BEGIN

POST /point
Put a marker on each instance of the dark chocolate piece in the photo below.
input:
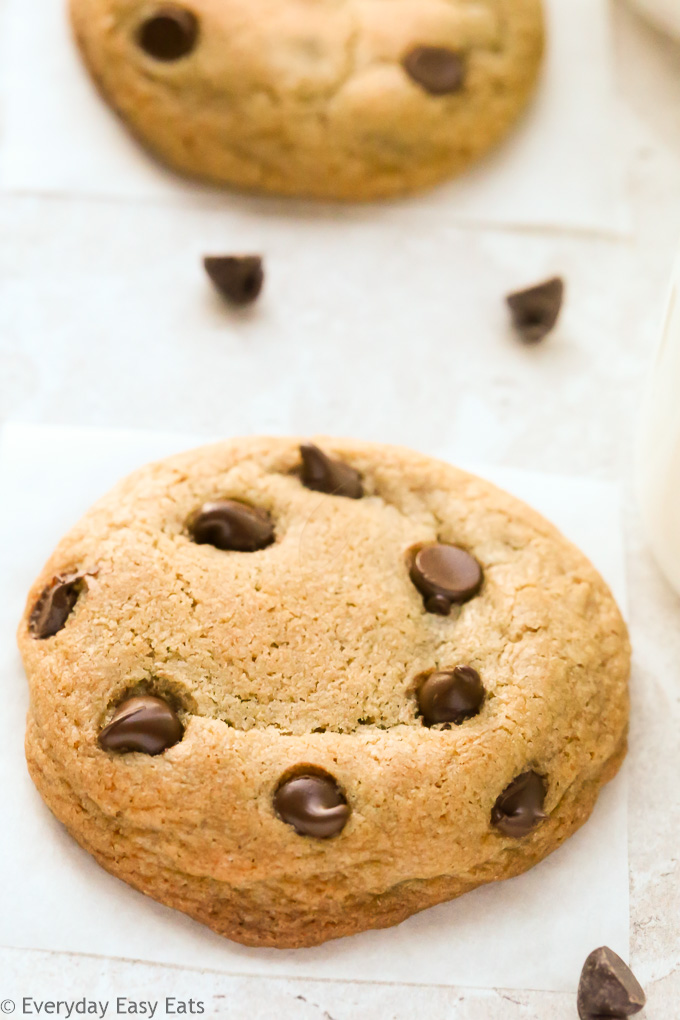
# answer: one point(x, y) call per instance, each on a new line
point(146, 724)
point(55, 605)
point(451, 696)
point(608, 987)
point(322, 474)
point(443, 575)
point(536, 310)
point(435, 68)
point(520, 807)
point(170, 34)
point(231, 525)
point(313, 805)
point(238, 277)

END

What needs to be done -> Convert every line of the listing above into a numbered list, skipping blank lines and leaving out the picture.

Solution for this problem ->
1. POST /point
2. Put a marker on each instance of the dark chocolate piece in the photo below.
3. input:
4. # answer: one point(x, y) call per instance, each on a new line
5. point(146, 724)
6. point(55, 605)
7. point(451, 696)
8. point(608, 987)
9. point(322, 474)
10. point(443, 575)
11. point(536, 310)
12. point(435, 68)
13. point(520, 807)
14. point(170, 34)
15. point(231, 525)
16. point(313, 805)
17. point(238, 277)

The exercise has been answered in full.